--- START ---
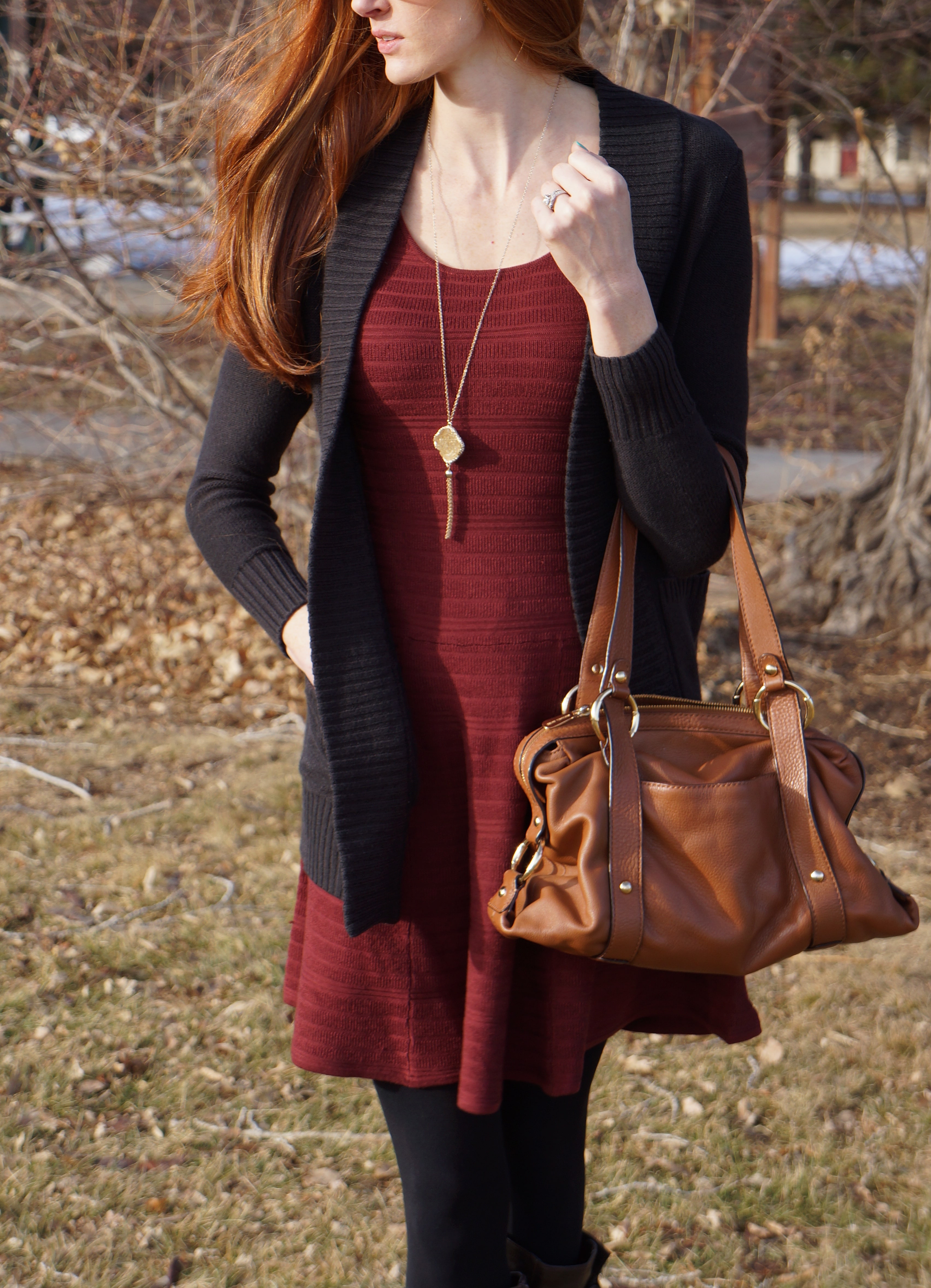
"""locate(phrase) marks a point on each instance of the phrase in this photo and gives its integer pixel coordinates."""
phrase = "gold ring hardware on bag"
(796, 688)
(597, 714)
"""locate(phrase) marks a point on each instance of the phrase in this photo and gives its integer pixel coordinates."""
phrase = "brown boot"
(540, 1276)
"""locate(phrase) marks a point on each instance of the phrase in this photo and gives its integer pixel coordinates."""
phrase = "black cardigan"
(643, 427)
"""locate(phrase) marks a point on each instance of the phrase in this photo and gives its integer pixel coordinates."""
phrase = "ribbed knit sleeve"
(643, 393)
(228, 508)
(685, 391)
(271, 589)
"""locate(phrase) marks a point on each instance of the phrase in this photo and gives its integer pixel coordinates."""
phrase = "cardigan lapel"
(366, 222)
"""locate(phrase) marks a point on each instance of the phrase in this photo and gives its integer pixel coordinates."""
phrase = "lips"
(387, 40)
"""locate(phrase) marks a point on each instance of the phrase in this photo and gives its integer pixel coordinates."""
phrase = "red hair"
(305, 98)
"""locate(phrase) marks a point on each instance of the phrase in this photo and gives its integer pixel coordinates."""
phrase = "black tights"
(471, 1180)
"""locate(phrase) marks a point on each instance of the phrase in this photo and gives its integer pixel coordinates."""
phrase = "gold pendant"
(450, 447)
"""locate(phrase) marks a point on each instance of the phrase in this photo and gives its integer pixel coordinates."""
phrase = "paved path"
(129, 442)
(775, 474)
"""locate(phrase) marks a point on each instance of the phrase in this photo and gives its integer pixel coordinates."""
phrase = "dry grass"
(136, 1059)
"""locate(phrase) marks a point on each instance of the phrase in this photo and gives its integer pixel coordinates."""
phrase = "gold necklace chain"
(447, 441)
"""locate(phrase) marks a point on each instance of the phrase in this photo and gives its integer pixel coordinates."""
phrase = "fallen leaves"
(122, 598)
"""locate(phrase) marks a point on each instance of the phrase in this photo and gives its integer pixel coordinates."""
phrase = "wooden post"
(768, 289)
(704, 84)
(755, 289)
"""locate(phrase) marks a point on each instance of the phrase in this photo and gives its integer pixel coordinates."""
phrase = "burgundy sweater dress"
(487, 646)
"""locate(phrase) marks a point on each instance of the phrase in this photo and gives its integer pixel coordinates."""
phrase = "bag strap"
(768, 686)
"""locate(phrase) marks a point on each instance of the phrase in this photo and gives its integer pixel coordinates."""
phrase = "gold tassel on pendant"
(450, 447)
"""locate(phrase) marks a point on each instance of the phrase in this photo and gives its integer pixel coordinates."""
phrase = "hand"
(590, 236)
(297, 641)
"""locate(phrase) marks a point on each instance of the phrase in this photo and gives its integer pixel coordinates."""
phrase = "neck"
(489, 113)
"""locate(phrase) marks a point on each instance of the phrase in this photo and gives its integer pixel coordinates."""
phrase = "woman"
(514, 293)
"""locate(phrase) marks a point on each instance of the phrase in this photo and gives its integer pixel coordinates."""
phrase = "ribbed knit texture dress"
(487, 643)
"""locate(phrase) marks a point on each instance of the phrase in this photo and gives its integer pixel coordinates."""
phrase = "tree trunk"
(863, 565)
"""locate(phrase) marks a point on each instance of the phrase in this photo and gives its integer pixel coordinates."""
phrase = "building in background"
(832, 164)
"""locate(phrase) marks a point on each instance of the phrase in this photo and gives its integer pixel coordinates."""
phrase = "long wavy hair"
(303, 97)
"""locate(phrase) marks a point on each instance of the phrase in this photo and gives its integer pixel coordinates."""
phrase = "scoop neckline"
(469, 272)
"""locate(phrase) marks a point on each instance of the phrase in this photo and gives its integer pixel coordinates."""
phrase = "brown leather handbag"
(691, 836)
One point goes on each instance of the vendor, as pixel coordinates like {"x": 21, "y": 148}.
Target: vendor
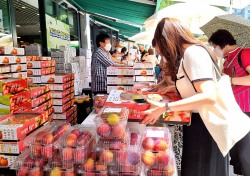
{"x": 101, "y": 59}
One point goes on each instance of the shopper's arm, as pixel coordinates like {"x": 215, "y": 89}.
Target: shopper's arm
{"x": 206, "y": 96}
{"x": 243, "y": 81}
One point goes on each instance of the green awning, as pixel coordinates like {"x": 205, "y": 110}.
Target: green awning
{"x": 124, "y": 29}
{"x": 131, "y": 11}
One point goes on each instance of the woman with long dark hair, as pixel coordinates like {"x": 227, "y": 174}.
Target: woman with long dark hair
{"x": 192, "y": 65}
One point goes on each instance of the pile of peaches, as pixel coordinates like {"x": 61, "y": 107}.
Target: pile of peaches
{"x": 99, "y": 102}
{"x": 156, "y": 151}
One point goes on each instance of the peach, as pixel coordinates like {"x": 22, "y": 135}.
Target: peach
{"x": 83, "y": 140}
{"x": 35, "y": 150}
{"x": 57, "y": 171}
{"x": 106, "y": 156}
{"x": 118, "y": 131}
{"x": 89, "y": 165}
{"x": 118, "y": 146}
{"x": 148, "y": 158}
{"x": 36, "y": 171}
{"x": 120, "y": 157}
{"x": 48, "y": 151}
{"x": 71, "y": 140}
{"x": 148, "y": 143}
{"x": 48, "y": 138}
{"x": 23, "y": 171}
{"x": 160, "y": 145}
{"x": 104, "y": 130}
{"x": 162, "y": 160}
{"x": 40, "y": 162}
{"x": 133, "y": 158}
{"x": 100, "y": 167}
{"x": 76, "y": 132}
{"x": 80, "y": 154}
{"x": 67, "y": 153}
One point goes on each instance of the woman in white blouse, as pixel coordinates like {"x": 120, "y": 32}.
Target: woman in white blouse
{"x": 175, "y": 43}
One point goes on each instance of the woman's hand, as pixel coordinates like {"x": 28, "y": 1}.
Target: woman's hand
{"x": 156, "y": 109}
{"x": 164, "y": 90}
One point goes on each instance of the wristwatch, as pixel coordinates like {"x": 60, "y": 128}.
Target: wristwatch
{"x": 167, "y": 108}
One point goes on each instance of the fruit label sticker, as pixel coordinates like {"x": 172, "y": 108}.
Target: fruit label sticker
{"x": 113, "y": 110}
{"x": 159, "y": 134}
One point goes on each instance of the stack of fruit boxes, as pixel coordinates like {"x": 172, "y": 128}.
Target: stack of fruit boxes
{"x": 12, "y": 62}
{"x": 144, "y": 72}
{"x": 62, "y": 92}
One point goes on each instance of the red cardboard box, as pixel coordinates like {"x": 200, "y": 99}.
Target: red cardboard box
{"x": 60, "y": 94}
{"x": 12, "y": 85}
{"x": 61, "y": 109}
{"x": 38, "y": 91}
{"x": 7, "y": 160}
{"x": 12, "y": 147}
{"x": 56, "y": 78}
{"x": 62, "y": 101}
{"x": 12, "y": 103}
{"x": 20, "y": 75}
{"x": 40, "y": 64}
{"x": 43, "y": 107}
{"x": 8, "y": 50}
{"x": 39, "y": 72}
{"x": 61, "y": 87}
{"x": 64, "y": 115}
{"x": 39, "y": 100}
{"x": 7, "y": 60}
{"x": 16, "y": 126}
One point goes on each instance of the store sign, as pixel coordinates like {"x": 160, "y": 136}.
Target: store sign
{"x": 1, "y": 20}
{"x": 58, "y": 33}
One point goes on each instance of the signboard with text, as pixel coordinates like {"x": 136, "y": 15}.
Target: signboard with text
{"x": 58, "y": 33}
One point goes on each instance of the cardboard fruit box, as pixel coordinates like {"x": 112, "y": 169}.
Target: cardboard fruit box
{"x": 61, "y": 109}
{"x": 7, "y": 60}
{"x": 43, "y": 107}
{"x": 12, "y": 147}
{"x": 16, "y": 126}
{"x": 5, "y": 69}
{"x": 37, "y": 90}
{"x": 61, "y": 87}
{"x": 12, "y": 85}
{"x": 41, "y": 64}
{"x": 40, "y": 100}
{"x": 10, "y": 103}
{"x": 7, "y": 160}
{"x": 60, "y": 94}
{"x": 20, "y": 59}
{"x": 62, "y": 101}
{"x": 64, "y": 115}
{"x": 18, "y": 68}
{"x": 20, "y": 75}
{"x": 8, "y": 50}
{"x": 56, "y": 78}
{"x": 39, "y": 72}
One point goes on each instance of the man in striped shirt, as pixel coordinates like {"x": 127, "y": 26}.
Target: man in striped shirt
{"x": 101, "y": 59}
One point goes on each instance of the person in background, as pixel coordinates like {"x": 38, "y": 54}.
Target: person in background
{"x": 179, "y": 48}
{"x": 151, "y": 57}
{"x": 142, "y": 51}
{"x": 101, "y": 59}
{"x": 237, "y": 66}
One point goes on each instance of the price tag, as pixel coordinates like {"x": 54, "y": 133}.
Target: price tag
{"x": 113, "y": 110}
{"x": 158, "y": 134}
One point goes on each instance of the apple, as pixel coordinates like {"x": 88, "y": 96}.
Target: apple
{"x": 148, "y": 143}
{"x": 160, "y": 145}
{"x": 103, "y": 130}
{"x": 148, "y": 158}
{"x": 118, "y": 131}
{"x": 106, "y": 156}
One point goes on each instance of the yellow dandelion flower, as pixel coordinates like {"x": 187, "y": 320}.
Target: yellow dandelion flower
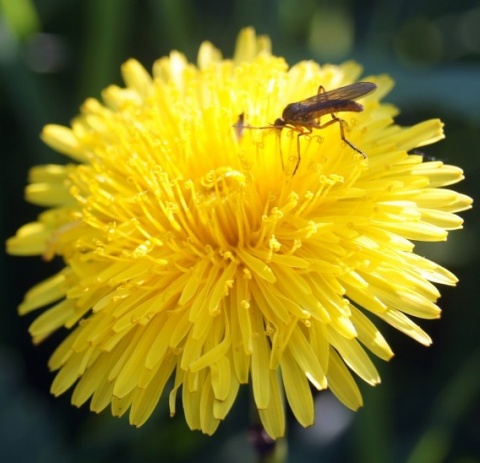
{"x": 203, "y": 252}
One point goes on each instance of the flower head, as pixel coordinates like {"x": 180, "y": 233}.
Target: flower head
{"x": 205, "y": 247}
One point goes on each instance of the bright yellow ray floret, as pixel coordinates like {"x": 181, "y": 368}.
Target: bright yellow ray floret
--- END ---
In the listing above, locate the line containing "One point goes on each instance of the pile" and the line containing "One point goes on each instance of the peach, as", then transcribe both and every line between them verbatim.

One point goes on each instance of the pile of peaches, as pixel coordinates like {"x": 61, "y": 107}.
Target: pile of peaches
{"x": 99, "y": 102}
{"x": 156, "y": 151}
One point goes on each instance of the peach, as pixel coordinates like {"x": 22, "y": 135}.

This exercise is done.